EXERCISE TASK: Render each line of the items below as a string in a single JSON list, one string per line, omitting blank lines.

====== MATERIAL PROVIDED ======

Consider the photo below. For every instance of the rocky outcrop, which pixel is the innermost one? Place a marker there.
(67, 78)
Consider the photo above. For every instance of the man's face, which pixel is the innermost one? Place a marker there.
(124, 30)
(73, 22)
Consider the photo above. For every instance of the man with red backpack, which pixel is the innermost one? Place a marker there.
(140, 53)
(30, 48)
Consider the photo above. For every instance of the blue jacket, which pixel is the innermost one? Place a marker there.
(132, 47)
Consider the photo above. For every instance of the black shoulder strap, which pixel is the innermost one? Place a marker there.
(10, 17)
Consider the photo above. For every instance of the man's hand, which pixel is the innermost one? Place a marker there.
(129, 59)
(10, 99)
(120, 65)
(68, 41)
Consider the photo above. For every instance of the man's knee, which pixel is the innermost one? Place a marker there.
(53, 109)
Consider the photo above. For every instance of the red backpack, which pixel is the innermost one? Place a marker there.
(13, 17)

======

ANSWER TO THE EXERCISE:
[
  "Consider the photo below. For every instance of the rocky outcrop, which pixel is the innermost one? Place a marker there.",
  "(67, 78)",
  "Consider the photo above. For every instance of the man's face, which pixel is the innermost one? Place a marker there.",
  "(124, 30)",
  "(73, 22)",
  "Consider the photo above. For every instance of the man with red backpack, which pixel is the innermost one? Place a marker there.",
  "(140, 53)",
  "(30, 48)",
  "Consider the photo above. For every instance of the blue jacket, which pixel is the innermost one? Place a marker there.",
  "(132, 47)",
  "Consider the photo above. For every instance of the black shoulder strap, which pixel is the innermost one? Place a marker there.",
  "(10, 17)",
  "Consider the photo above. For every instance of the man's hand, which pixel is the innermost one? Place a marker there.",
  "(129, 59)",
  "(10, 99)",
  "(120, 65)",
  "(68, 41)",
  "Consider the photo above. For every instance of the man's knee, which pixel is the innermost one? Place a marker there.",
  "(53, 109)",
  "Consider the photo above. For every instance of the red backpack, which pixel is the innermost one? Place a marker there.",
  "(13, 17)"
]